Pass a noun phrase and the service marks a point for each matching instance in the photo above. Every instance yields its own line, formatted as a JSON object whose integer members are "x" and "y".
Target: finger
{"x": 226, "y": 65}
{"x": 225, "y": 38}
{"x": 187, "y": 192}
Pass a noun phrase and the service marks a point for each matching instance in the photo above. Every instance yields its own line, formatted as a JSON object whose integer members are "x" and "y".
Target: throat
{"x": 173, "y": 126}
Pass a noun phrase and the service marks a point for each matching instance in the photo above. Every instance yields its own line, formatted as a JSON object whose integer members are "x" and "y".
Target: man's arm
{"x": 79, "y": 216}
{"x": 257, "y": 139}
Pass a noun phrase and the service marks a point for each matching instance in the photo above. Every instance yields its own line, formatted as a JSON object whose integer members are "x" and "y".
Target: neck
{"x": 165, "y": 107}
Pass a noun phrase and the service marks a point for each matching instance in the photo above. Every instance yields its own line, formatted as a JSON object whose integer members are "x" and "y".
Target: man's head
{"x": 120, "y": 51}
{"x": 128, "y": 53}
------------
◆ Instruction ◆
Rewrite every one of the lines above, changing "Target" to "Label" each time it appears and leaving the rest as it is.

◆ Solved problem ◆
Pass a noun phrase and the service marks a point for each matching instance in the photo above. Every instance yields its own line, formatted as a JSON object whose integer members are "x" and "y".
Label: finger
{"x": 226, "y": 65}
{"x": 225, "y": 38}
{"x": 187, "y": 192}
Pass a noun phrase and the service marks a point for each matching instance in the photo above. Every instance yields its own line, formatted as a JSON object whose integer members are "x" and "y".
Label: throat
{"x": 173, "y": 126}
Pass a noun phrase and the service marks a point for each matching instance in the photo above. Every instance yields its own line, formatted as a JSON object whose integer members are "x" and "y".
Label: man's arm
{"x": 79, "y": 216}
{"x": 257, "y": 139}
Pass a noun phrase and the service marks a point for each matching instance in the photo above. Every instance yields its own line, formatted as a JSON object whose integer members are "x" and "y".
Label: neck
{"x": 165, "y": 107}
Pass a noun phrase and the service marks a point for each matching instance in the photo above. Every instance yields its own line, formatted as a JSON object whose integer members are "x" and "y".
Label: man's head
{"x": 120, "y": 51}
{"x": 128, "y": 53}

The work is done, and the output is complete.